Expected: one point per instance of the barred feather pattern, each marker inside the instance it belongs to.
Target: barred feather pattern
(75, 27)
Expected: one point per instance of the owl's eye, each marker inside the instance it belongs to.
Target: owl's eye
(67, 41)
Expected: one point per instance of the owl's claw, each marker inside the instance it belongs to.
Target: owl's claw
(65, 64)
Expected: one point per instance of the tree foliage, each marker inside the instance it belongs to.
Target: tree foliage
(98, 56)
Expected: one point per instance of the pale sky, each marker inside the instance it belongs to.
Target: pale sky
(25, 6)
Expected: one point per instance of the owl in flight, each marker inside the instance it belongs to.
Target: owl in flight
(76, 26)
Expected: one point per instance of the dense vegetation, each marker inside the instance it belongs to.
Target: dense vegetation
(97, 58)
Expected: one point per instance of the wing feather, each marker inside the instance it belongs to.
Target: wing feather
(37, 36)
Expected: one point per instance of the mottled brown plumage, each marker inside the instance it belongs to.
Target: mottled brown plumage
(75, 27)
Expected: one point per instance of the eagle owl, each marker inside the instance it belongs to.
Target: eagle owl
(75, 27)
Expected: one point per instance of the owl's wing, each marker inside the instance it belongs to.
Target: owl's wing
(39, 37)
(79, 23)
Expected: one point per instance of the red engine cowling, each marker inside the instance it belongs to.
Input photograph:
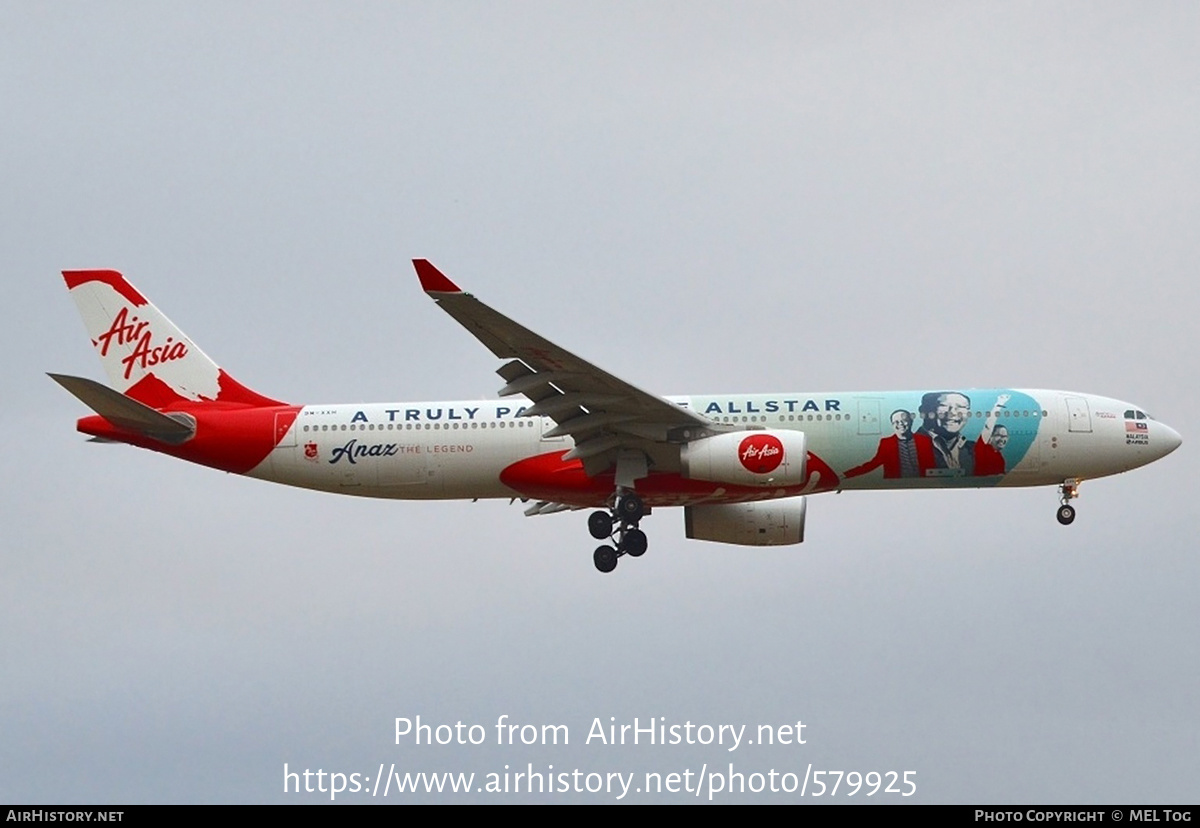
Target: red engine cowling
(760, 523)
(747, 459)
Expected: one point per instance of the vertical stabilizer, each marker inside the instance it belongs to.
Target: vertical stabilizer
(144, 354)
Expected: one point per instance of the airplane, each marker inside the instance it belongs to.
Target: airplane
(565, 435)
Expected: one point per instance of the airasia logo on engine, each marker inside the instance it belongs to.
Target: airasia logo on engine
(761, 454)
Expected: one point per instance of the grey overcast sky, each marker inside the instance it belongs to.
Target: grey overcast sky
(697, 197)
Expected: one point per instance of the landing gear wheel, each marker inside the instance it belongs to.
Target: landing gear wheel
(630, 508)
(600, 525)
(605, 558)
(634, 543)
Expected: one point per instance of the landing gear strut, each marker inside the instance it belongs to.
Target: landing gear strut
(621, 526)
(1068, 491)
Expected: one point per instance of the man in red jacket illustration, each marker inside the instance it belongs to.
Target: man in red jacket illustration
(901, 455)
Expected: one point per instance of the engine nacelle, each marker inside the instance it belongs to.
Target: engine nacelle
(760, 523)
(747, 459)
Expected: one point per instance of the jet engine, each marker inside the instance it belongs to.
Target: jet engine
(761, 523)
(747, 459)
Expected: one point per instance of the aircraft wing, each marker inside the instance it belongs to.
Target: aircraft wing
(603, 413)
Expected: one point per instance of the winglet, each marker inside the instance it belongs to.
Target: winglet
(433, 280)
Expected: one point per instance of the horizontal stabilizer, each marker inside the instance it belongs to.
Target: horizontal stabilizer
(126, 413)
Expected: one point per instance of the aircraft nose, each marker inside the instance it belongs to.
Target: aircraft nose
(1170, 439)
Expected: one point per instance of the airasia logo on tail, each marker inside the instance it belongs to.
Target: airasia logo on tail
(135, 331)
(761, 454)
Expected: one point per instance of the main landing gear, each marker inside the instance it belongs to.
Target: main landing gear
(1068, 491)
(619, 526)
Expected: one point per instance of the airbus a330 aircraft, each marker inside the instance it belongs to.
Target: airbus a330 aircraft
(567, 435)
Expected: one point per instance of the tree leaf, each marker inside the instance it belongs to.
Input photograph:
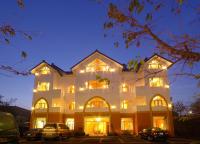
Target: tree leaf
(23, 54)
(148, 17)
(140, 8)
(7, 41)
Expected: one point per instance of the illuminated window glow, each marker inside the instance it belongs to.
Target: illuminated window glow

...

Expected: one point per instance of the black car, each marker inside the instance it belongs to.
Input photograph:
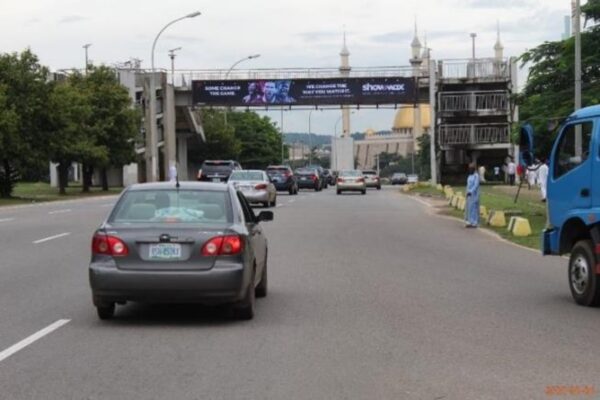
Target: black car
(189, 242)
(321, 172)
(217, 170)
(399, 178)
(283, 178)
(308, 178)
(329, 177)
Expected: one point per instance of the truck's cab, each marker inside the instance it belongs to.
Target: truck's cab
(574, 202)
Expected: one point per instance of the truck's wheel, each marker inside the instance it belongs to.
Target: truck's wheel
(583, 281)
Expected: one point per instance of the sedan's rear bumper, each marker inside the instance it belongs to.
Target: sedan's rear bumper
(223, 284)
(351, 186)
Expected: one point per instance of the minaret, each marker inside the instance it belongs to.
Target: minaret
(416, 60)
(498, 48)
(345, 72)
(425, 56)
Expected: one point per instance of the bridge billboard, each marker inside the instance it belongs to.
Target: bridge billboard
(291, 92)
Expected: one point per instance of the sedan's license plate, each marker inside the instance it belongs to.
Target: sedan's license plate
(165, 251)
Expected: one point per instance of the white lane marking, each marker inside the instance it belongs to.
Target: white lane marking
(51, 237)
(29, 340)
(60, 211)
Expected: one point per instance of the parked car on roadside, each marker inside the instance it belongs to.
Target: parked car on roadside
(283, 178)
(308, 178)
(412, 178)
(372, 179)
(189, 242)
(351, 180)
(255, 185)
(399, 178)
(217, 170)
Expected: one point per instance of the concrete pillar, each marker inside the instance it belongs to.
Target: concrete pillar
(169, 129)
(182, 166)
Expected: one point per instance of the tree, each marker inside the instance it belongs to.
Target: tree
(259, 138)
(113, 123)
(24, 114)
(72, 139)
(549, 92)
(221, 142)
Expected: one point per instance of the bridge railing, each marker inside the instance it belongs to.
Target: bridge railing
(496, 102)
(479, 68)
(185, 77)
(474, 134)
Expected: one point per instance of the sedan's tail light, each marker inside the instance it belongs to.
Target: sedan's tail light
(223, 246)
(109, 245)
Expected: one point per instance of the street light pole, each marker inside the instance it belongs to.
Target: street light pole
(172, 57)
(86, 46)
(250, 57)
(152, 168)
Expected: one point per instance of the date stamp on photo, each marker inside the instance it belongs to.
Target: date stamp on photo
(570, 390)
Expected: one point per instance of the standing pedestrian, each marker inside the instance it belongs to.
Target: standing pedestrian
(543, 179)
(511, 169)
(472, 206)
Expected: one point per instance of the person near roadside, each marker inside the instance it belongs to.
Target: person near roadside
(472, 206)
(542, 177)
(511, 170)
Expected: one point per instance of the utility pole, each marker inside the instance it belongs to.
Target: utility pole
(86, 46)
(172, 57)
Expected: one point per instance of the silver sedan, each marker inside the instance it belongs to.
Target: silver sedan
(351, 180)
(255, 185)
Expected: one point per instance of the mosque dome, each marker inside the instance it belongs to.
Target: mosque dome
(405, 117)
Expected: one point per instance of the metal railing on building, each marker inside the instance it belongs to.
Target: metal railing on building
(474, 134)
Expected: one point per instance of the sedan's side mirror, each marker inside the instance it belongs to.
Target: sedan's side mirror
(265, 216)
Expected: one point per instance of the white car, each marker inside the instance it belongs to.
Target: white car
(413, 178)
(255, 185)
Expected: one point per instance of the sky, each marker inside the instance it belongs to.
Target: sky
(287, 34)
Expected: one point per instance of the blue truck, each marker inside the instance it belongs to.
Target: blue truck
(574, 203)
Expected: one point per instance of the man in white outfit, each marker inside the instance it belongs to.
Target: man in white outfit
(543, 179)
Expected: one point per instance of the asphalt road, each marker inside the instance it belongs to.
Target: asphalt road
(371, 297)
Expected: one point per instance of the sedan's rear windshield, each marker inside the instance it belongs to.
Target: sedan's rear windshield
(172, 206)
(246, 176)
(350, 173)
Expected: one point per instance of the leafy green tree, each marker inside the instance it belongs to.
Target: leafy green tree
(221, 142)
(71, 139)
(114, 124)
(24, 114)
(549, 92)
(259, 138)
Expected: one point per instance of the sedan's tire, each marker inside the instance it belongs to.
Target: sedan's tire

Your assignment: Repeat, exactly as they stand above, the lines from the line with "Target: grey overcast sky" to the line with "Expected: one point per instance of the main", both lines included.

Solution:
Target: grey overcast sky
(697, 197)
Expected: one point per instance of the landing gear wheel, each marker inside the instance it belongs to.
Target: landing gear wheel
(630, 508)
(600, 525)
(605, 558)
(634, 543)
Expected: one point per instance of the landing gear strut, each marker inside the instance it belongs to.
Target: landing gear strut
(621, 526)
(1068, 491)
Expected: one point per instance of the man in red jacket illustration, each marker inside the instance it belongs to.
Target: man in red jacket illustration
(901, 455)
Expected: one point per instance of the engine nacelle, each marker inside the instance it belongs to.
Target: engine nacelle
(760, 523)
(747, 459)
Expected: one point per instance of the jet engine, each marker inside the instance it belongs to.
Target: jet engine
(761, 523)
(747, 459)
Expected: one point per instance of the aircraft wing, each marker inside the instance it belongs to.
Target: aircraft wing
(603, 413)
Expected: one point per instance of the winglet, each marker inside the instance it belongs to.
Target: winglet
(433, 280)
Expected: one point per instance of the horizontal stabilizer, each marker inside the instance it belongs to.
Target: horizontal stabilizer
(126, 413)
Expected: one point per instance of the aircraft nose, each marker inside the instance it belongs to.
Target: aircraft nose
(1170, 439)
Expected: one point per instance of the airasia logo on tail, each marker inside the instance it belongs to.
Target: airasia logo on tail
(135, 331)
(761, 454)
Expected: one point per instance of the main landing gear, each marker inside the instance it belongs to.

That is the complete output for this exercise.